• **Problem statement**
Reproduce every one of the records below verbatim, with no alteration of any kind.

• **Items drawn from a dataset**

==================================================

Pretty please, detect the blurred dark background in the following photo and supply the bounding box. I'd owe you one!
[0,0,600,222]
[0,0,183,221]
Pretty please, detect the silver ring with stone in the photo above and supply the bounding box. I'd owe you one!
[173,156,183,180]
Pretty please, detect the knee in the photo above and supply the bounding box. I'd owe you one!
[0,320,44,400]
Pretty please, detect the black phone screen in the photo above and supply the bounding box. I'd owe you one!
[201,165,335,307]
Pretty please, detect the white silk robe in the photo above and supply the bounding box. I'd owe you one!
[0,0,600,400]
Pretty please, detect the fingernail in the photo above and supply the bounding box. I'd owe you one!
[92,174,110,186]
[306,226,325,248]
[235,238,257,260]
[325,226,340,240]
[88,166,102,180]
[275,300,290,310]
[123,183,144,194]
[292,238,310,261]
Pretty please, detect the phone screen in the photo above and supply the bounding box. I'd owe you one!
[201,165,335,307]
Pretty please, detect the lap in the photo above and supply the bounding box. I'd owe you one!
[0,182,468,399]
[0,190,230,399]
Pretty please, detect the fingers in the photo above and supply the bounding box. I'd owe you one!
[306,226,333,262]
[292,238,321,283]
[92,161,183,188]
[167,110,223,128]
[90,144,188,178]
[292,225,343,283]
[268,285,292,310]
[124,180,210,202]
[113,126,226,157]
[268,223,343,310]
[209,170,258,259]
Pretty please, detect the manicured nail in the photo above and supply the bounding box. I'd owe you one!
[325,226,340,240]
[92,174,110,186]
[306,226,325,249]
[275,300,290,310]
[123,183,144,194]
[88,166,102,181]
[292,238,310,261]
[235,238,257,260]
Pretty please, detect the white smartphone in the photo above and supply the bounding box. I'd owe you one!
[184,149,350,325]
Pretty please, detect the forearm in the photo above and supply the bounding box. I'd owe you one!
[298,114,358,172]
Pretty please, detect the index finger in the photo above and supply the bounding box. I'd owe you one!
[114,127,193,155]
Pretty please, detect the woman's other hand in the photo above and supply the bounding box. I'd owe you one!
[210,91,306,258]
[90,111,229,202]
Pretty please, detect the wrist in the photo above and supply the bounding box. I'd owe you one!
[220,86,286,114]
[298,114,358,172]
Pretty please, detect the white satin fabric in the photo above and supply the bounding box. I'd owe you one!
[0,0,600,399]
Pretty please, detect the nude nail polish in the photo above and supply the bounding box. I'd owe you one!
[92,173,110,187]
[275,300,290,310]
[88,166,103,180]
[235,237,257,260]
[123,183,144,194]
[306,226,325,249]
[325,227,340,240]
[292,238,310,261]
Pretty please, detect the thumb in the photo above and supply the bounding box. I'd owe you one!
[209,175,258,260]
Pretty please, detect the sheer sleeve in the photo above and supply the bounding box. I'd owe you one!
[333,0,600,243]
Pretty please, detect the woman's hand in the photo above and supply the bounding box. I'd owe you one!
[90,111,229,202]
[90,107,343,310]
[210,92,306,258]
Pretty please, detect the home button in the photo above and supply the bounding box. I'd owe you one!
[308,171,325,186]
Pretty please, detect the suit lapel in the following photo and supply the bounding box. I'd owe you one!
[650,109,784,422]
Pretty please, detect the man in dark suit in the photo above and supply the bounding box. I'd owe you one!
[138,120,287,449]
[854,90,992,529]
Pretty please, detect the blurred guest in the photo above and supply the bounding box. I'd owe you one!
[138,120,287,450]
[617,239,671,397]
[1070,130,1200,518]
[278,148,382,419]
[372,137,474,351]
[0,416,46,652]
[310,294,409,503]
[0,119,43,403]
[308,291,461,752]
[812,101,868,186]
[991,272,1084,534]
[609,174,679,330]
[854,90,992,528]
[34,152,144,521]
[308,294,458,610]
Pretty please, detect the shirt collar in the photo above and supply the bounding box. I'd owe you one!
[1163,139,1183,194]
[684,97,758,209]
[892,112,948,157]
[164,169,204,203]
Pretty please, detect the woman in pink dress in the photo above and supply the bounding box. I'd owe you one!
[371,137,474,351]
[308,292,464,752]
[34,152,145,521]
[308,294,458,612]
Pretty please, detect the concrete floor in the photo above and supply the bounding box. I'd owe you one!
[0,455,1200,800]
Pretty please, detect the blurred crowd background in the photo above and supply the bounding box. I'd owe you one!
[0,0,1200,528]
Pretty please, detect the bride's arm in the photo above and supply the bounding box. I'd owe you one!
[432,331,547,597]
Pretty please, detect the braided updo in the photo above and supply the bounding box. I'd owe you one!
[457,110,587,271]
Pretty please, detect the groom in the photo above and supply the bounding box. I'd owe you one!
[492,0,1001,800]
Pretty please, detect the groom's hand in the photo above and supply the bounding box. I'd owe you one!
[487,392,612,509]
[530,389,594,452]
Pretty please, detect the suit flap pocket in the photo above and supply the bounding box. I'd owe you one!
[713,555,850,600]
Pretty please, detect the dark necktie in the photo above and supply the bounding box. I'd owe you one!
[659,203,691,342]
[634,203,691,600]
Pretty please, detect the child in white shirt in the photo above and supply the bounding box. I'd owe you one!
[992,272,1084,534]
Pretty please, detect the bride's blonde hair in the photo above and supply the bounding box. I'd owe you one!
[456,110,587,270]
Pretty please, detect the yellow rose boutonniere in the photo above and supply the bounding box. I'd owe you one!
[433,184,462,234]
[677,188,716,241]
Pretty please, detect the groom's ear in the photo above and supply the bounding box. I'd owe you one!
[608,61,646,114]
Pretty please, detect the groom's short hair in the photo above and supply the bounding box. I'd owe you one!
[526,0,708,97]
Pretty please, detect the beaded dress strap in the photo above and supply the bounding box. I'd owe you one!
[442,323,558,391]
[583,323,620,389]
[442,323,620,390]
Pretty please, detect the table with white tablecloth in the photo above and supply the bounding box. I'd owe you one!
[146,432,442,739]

==================================================

• **Correct response**
Pretty please, detect the blurred dark background in the following photo and supply the bounding box. I'd owe you one!
[0,0,600,222]
[0,0,183,221]
Pretty please, detect the silver ring with stone in the photo above and supply the bounding box. I'd owe you one!
[173,156,183,180]
Pretty please, detect the knee in the photo above and supply the bounding box. I'd owe you one!
[0,320,44,400]
Pretty please, detect the black phone screen in the photo above and supply the bounding box. I'd owe you one!
[201,165,335,307]
Pretty please, detect the white silk robe in the photo above and supply the bounding box. I'd owe you one!
[0,0,600,400]
Pretty please, detect the fingernail in the photo above and supply the bounding box. I'd owe you one!
[92,174,110,186]
[306,226,325,248]
[235,238,257,260]
[325,226,340,240]
[88,166,102,180]
[275,300,290,310]
[123,183,144,194]
[292,238,310,261]
Pretty please, detect the phone screen in the photo above and supply the bounding box. I'd owe you one!
[201,165,335,307]
Pretty please, detect the lap in the photo above and supply the bounding box. I'd owe you one!
[0,182,468,399]
[0,190,230,399]
Pretty please, detect the fingers in the photo above and supply the bounding box. I'd owe you one!
[306,226,333,262]
[292,238,321,283]
[92,161,183,188]
[167,110,223,128]
[90,144,188,178]
[292,225,343,283]
[268,285,292,310]
[124,180,210,202]
[113,126,226,157]
[268,223,343,310]
[209,170,258,259]
Pretty please, detect the manicured nail in the photo above and supply the bounding box. I'd owe you one!
[325,226,340,240]
[92,174,110,186]
[306,226,325,249]
[275,300,290,310]
[123,183,144,194]
[88,166,102,181]
[292,238,310,261]
[235,238,257,260]
Pretty please, detect the white smartphone in the photo above and supply the bounding box. I'd owe you one!
[184,149,350,325]
Pretty please, detect the forearm in the photo above and supply the bounding box. I'd owe you one!
[298,114,358,172]
Pretty please, detect the index finger in the photo above and supply the bounding box. I'd owe you one!
[114,127,193,155]
Pretty please, detect the woman's other hand in the photo above and supply the bounding box. I'd owe you one!
[210,91,306,258]
[90,111,229,202]
Pretty please, detect the wrist in the photo above and supply the bounding box. I'd owe you one!
[220,86,286,114]
[298,114,358,172]
Pretty please, detect the white satin fabric in the photo above and supply the bounding box. I'd owe you one!
[0,0,600,399]
Pretty please, detect the nude nail polish in the photo above and supply the bounding box. I'd owe you one!
[92,173,110,187]
[275,300,290,310]
[88,166,103,180]
[235,237,257,260]
[123,183,144,194]
[306,226,325,249]
[325,227,340,240]
[292,238,310,261]
Pretty please, detect the thumb in the photo above and supply the bounding box. I'd owe you one!
[209,175,258,260]
Pretty please, detect the sheer sleeve in the photo above and supply the bounding box. I'd owe you one!
[333,0,600,243]
Pretty please, detect the woman's hand in the photo above and supply the bounding box. I'd owe you one!
[90,111,229,202]
[90,107,343,310]
[210,92,306,258]
Pretty please, detect the home button in the photo above and supply the bounding box. I'd owe you one!
[308,171,325,186]
Pretty please, detect the suit lapel in the following photo and supply the bounding box. I'd owe you one!
[650,109,784,422]
Pretty please, detect the man in dark suit in the photo above and supply the bounding box. I'd owe you one!
[138,120,287,449]
[854,90,992,529]
Pretty please, detect the blurred guest in the photo above and supply the bounding box. I'd owe you one!
[138,120,287,450]
[617,239,671,397]
[1070,130,1200,518]
[278,148,382,419]
[372,137,474,351]
[0,416,46,652]
[310,294,409,503]
[0,119,43,403]
[308,291,461,752]
[812,101,868,186]
[991,272,1084,534]
[609,174,679,330]
[854,90,992,528]
[34,152,144,521]
[308,294,458,610]
Pretty please, detect the shirt collar in the photo above and supply the bounding box. I'd owe you one!
[1163,139,1183,194]
[684,97,758,209]
[892,112,948,157]
[164,169,204,203]
Pretty please, detect the woman in pink dress in the photo above and supply the bounding box. I'd owe you one!
[371,137,474,351]
[308,292,464,752]
[34,152,145,521]
[308,294,458,612]
Pretty please, detect the concrete floor in the photo above and supply the bounding box. I'd owe you one!
[0,455,1200,800]
Pretty please, detect the blurred crowd background in the photo above and supply the bounding box. I'd owe you one!
[0,0,1200,528]
Pretty please, detect the bride's arm in the photo above and supply the bounding box. I'd owe you one!
[432,331,547,597]
Pretty please, detect the braided updo in the photo above and supply the bounding box. I'd owe you one!
[457,110,587,271]
Pretty please, detect the groom in the photo above and supply the bounding box. I'd owe you one!
[492,0,1001,800]
Pretty please, detect the groom's hand in the photo above and supply the bounding box. I'd owe you one!
[487,392,612,509]
[530,389,594,452]
Pretty please, detect the suit flap pocket in the photo above and supply the bounding box. I'd owe you one!
[713,555,850,600]
Pretty please, detect the dark necktie in the photo above and supply the bounding box. I'd owe you one!
[659,203,691,342]
[634,203,691,600]
Pretty please, detect the child in white shirt in the photo above and supply the bounding box. I'd owe you one!
[992,272,1084,534]
Pretty please, detect the bride's blonde hair in the photo above and supply the bounding box. I'd owe you one!
[456,110,587,270]
Pretty please, detect the yellow rose boutonniere in the photo above and supply the bounding box. I'd owe you one!
[433,184,462,234]
[677,188,716,241]
Pretty please, detect the groom's ear in the photo above and supply the bounding box. I'd owe you one!
[608,61,646,114]
Pretty please, detect the groom's short hair in the photo above and supply the bounding box. I'd owe you one!
[526,0,708,97]
Pretty please, detect the beaded dress strap in the photo above and supply the bounding box. I'd owe you one!
[442,323,558,391]
[583,323,620,389]
[442,323,620,390]
Pretty please, detect the table with white tablecloth in the photo above and supply the bounding box. I'd owe you one!
[146,432,442,739]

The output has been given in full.